## TEXTAUSZUG
□ □ □ □

Hinüber geht es zur Mainseite, dort wo das Offenbacher Hafengebiet liegt. Die Kaiserleibrücke, eine Quasi-Demarkationslinie, die Frankfurt von Offenbach und umgekehrt abschirmt begrenzt das Offenbacher Hafengebiet. Die Urbanisierung des Hafens ist voll im Gange. Hochpreisige Wohnsilos wurden errichtet, geplant ist die Hochschule für Gestaltung hier anzusiedeln und mittelfristig ist die Einbringung einer Hafeninsel mit Sanddünen vorgesehen.
Zurück geht es in die Innenstadt, vorbei am prägnanten Capitol, einst eine Synagoge, heute ein Kulturzentrum. Markant das Gebäude, das einst dem Tempel von Jerusalem 1913 nachempfunden und in der Reichskristallnacht geschändet und zerstört wurde. Hinüber geht es zum Mainufer dort wo samstags der Offenbacher Flohmarkt abgehalten wird. Die Mainstraße querend ist rasch die „Altstadt“ von Offenbach erreicht. Hier verdichtet sich Offenbacher Stadtgeschichte auf engstem Raum
Am Büsingpark, der mittlerweile von den Verkehrshauptachsen Kaiserstraße und Berliner Straße ummantelt ist, bündeln sich die prägnantesten Gebäude der Stadt. Auf der einen Seite befindet sich das Büsingpalais, von zwei Offenbacher Fabrikanten im 18. Jahrhundert errichtet und heute der repräsentativste Bau Offenbachs, auf der anderen Seite, das Klingenspormuseum ein renommiertes Haus, welches sich der Buch- und Schriftkunst widmet sowie der Lilitempel, dort wo Goethe einst mit Elisabeth flanierte.
Nebenan verliert sich die Französisch-Reformierte Kirche, die vor den Stahl/Glasboliden,die im Hintergrund hochgezogen wurden. Symbolisch für den Ruf der Offenbach anhaftet mag das Isenburger Schloß stehen, welches sich am Mainufer befindet. Architektonisch gilt das Isenburger Schloß als eines der schönsten Renaissancebauwerke nördliche der Alpen. Bedeutende geschichtliche Kongresse wurden hier im Laufe der Jahrhundert abgehalten. Seit 1999 ist das Schloß im Eigentum der unmittelbar angrenzenden Hochschule für Gestaltung. Jedoch ist es nicht nachvollziehbar wie verantwortungslos der Eigentümer mit einem der bedeutendsten Objekte Offenbachs umgeht. Die Fassade verunstaltet mit Graffiti, heruntergekommen und ungepflegt. Ein Schandfleck für die Stadt und für die Hochschule ein Armutszeugnis der besonderen Art.

□ □ □ □

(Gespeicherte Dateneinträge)
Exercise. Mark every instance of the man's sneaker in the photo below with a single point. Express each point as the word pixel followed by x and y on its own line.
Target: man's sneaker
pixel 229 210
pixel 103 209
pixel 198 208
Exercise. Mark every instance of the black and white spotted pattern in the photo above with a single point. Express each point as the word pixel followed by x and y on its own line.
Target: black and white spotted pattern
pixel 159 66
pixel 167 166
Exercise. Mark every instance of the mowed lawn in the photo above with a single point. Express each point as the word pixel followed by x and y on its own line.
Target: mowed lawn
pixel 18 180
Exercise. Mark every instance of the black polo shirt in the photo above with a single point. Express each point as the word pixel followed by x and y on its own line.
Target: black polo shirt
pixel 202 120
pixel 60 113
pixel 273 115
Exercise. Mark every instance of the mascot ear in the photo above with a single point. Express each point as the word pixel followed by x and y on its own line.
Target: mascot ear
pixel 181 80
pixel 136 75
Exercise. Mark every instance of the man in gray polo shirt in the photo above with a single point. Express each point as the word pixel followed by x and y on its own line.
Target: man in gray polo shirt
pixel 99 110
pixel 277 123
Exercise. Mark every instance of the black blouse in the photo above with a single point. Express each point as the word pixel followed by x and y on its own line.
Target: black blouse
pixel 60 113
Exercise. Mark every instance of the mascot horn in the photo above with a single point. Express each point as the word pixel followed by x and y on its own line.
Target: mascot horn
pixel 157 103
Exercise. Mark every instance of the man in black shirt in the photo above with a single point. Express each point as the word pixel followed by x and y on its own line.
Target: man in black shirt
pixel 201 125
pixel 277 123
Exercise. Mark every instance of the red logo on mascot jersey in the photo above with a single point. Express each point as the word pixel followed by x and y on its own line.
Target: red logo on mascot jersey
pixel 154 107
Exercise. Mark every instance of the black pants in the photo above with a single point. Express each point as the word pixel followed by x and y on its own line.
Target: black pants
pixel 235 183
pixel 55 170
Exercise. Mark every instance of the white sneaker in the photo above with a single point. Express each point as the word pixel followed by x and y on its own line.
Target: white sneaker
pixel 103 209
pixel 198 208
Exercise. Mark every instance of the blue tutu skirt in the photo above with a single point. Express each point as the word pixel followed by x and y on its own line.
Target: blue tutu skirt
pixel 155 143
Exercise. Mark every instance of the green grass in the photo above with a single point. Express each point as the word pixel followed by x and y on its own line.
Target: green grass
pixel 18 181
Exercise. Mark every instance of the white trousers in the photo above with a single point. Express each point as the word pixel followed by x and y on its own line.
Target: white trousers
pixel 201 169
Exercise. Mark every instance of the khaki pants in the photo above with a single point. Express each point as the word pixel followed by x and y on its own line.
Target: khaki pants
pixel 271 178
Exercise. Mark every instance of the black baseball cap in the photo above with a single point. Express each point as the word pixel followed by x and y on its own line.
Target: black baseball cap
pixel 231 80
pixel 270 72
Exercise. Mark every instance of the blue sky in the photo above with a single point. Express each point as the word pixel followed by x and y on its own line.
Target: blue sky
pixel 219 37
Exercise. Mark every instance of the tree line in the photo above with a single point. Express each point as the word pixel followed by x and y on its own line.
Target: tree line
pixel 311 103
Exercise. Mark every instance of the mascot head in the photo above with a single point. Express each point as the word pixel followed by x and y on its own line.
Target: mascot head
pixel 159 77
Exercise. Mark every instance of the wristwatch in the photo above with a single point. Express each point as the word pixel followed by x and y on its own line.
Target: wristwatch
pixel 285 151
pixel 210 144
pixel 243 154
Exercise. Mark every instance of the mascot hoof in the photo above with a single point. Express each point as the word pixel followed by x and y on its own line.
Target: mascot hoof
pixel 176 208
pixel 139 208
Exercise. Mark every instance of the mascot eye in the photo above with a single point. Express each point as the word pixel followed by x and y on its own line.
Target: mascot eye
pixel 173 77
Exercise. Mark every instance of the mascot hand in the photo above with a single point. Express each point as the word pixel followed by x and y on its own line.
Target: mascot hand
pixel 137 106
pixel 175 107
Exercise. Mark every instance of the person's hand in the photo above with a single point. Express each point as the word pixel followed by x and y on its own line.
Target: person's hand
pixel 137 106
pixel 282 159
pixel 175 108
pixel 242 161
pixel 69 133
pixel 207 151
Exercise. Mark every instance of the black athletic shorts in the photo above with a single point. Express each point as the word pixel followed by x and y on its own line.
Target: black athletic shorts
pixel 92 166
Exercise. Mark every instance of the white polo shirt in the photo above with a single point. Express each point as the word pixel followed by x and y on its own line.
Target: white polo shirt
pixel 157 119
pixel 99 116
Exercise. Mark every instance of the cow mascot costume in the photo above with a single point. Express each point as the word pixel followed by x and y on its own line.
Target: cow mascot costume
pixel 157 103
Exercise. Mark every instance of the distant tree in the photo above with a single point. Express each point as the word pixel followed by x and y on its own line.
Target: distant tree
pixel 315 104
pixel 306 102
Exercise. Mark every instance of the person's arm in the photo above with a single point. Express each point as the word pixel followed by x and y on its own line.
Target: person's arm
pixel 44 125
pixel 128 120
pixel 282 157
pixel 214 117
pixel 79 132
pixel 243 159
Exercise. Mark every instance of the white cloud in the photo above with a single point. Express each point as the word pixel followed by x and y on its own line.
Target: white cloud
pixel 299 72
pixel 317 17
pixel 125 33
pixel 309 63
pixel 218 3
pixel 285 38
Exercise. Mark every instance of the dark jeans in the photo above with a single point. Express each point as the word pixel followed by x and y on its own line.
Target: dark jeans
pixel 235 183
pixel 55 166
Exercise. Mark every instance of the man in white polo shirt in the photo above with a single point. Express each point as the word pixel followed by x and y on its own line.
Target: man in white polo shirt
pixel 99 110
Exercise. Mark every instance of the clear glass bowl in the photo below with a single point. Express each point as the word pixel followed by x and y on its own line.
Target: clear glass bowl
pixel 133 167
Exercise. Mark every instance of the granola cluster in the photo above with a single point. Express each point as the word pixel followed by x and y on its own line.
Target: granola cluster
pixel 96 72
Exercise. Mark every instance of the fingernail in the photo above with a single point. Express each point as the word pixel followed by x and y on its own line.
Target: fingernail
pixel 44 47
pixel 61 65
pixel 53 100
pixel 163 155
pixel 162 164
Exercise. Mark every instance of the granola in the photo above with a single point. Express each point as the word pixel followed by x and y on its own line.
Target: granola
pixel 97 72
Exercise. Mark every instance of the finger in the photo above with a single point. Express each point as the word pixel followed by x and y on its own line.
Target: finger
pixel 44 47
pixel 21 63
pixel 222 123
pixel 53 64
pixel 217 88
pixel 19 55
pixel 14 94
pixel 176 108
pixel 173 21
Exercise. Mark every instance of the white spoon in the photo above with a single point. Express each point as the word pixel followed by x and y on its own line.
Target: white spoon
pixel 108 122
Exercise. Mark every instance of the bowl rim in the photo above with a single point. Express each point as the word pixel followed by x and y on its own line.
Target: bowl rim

□ □ □ □

## SCHRIFTLICHER AUFTRAG
Schreibe den Text über den Stadtrundgang durch Offenbach im Anschluss an seinen letzten Satz weiter.

## ERWARTETE ANTWORT
Zurück geht es in die Innenstadt von Offenbach, vorbei an den Offenbach Hills, die seit 2016 ein Hauch von Hollywood-Atmosphäre verbreiten sollen. Nicht hollywoodlike ist dagegen das Umfeld am Marktplatz. Eine in Beton gegossene Ödnis überzogen mit einer großstadtbelasteten Patina die in Symbiose eine triste Endzeitstimmung ausstrahlt. Hier gilt es einzig behenden Schrittes dieses Areal zu durchqueren um in östlicher Richtung einen beschaulicheren Ort, den Alten Friedhof von Offenbach, aufzusuchen. Insbesondere der jüdische Friedhof der seit 1861 im hinteren Teil eingebracht ist lohnt für eine Stippvisite.
Vom Alten Friedhof geht es nördlich hinunter zum Main um von dort aus der Trassenführung des Radweges die Fährte gen Rumpenheim aufzunehmen. Vorbei an Bürgel, dort wo dass älteste Gebäude Offenbach,s die 1492 Sankt Pankratius-Kirche daß Ortsbild prägt, erreicht man nach fünf weiteren Kilometern den morgendlichen Startort, die Fährstation Rumpenheim.
Vierzig Kilometer sollten genügen um sich ein umfassendes Bild über eine Stadt machen zu können. Vierzig Kilometer Offenbach – geballte Eindrücke einer Stadt, die einerseits geprägt ist durch eine reiche Industriekultur, andererseits durch eine destruktive städtebauliche Entwicklungspolitik, die sich bis heute fortschreibt. Mit Ausnahme des Markttreibens am Wilhelmsplatz und einigen wenigen Straßenzügen ist Offenbach eine Stadt die weder auf den ersten noch auf den zweiten Blick einladend ist und eine Wohlfühlatmosphäre ausstrahlt. Das neue Hafenareal -eine postmoderne Retortensiedlung- behaftet mit einer klinisch sterilen Aura. Kaum auszumalen ist, was aus Offenbach geworden wäre, wenn es sich 1888 dank der hier damals aufgebohrten aber wieder stillgelegten Kaiser-Friedrich-Quelle zum „Bad Offenbach“ entwickelt hätte. So bleibt Offenbach wie es ist, vielschichtig und zwiespältig, unsortiert und ein permanentes Entwicklungsgebiet.
Schöne Fotos !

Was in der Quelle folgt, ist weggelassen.